» REQUIRED WORK
Answer these questions from the article about the dimming star VVV-WIT-08:
(a) What does "WIT" in the star's name stand for?
(b) In which journal was the new research on the event published?
(c) By about how much does Epsilon Aurigae dim, and how often?

» DOCUMENT EXCERPT
----

For a period of several months, a huge star located more than 25,000 light-years from Earth got increasingly dimmer before eventually returning to its usual brightness. An obstruction of some kind likely caused this strange effect, but astronomers aren’t exactly sure what it is.
In early 2012, a red giant star known as VVV-WIT-08 began to show a gradual drop in luminosity (the “WIT” in the star’s name stands for “What Is This?”—more on that soon). This dimming continued until April of that year, when the star declined to 97% of its original brightness, making it virtually invisible. Gradually, the star, 100 times larger than the Sun, returned to its former glory. The whole thing from start to finish lasted about 200 days.
New research published late last week in Monthly Notices of the Royal Astronomical Society chronicles this strange event in detail, in which VVV-WIT-08 exhibited a “smooth, eclipse-like drop” in its usual luminosity. Astronomer Leigh Smith from Cambridge University’s Institute of Astronomy co-led the work.
Now, it is not uncommon for stars to experience dips in brightness. Causes are typically attributed to eclipsing companion stars or stars that naturally pulsate. What is unusual, however, is for a single blinking episode to last for such a long time.
Interestingly, there are analogues in the scientific literature. Giant star Epsilon Aurigae experiences a partial eclipse, in which it dims by about 50% every 27 years. Another star detected a few years ago, called TYC 2505-672-1, does something similar, with an eclipse occurring every 69 years. At 3.45 years, TYC 2505-672-1 features the longest stellar eclipse known to astronomers. In both cases, astronomers attribute a massive disc of orbiting dust as the likeliest cause.

----

» DATA
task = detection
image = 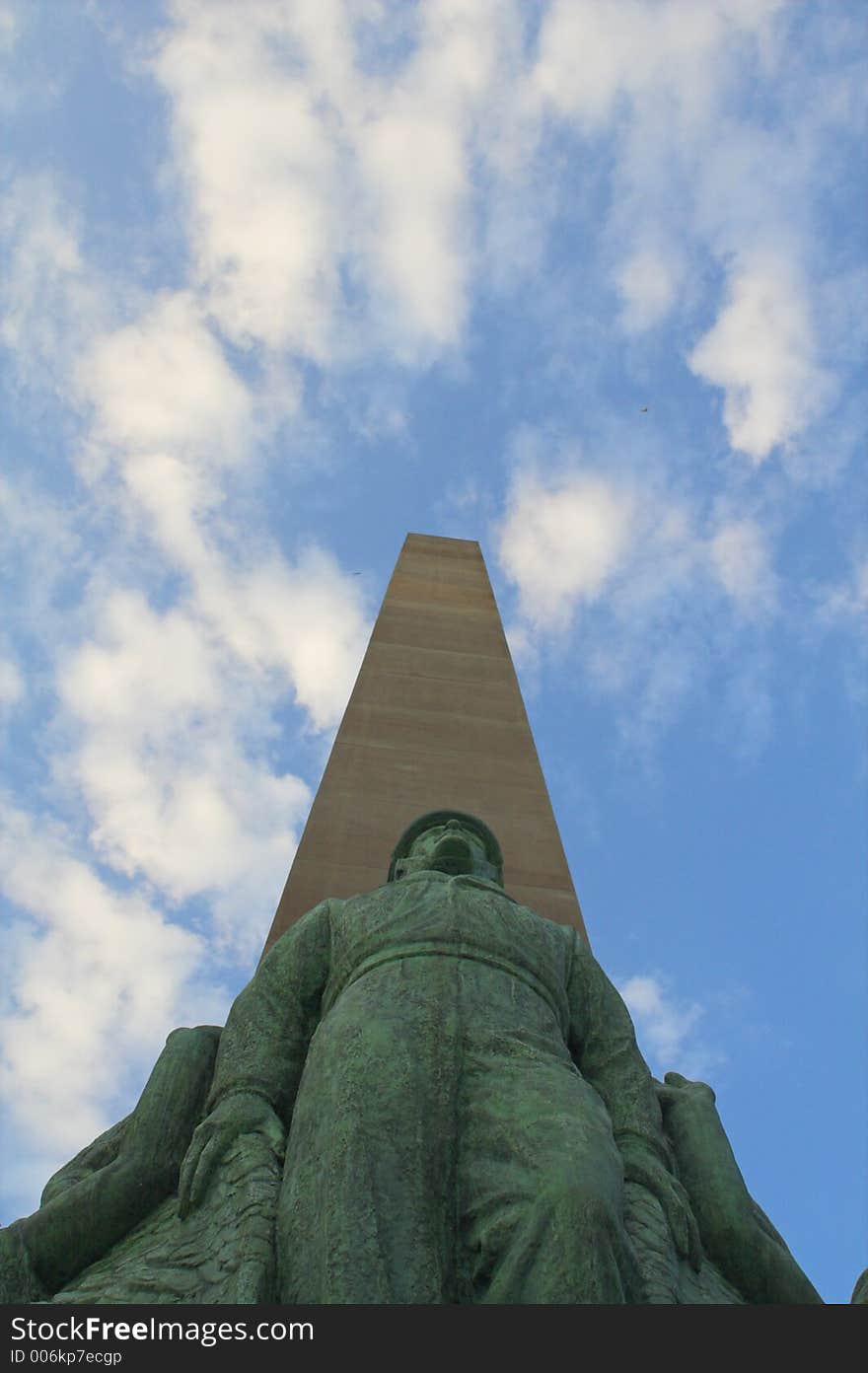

----

» EXERCISE RESPONSE
(a) "What Is This?"
(b) Monthly Notices of the Royal Astronomical Society
(c) By about 50%, every 27 years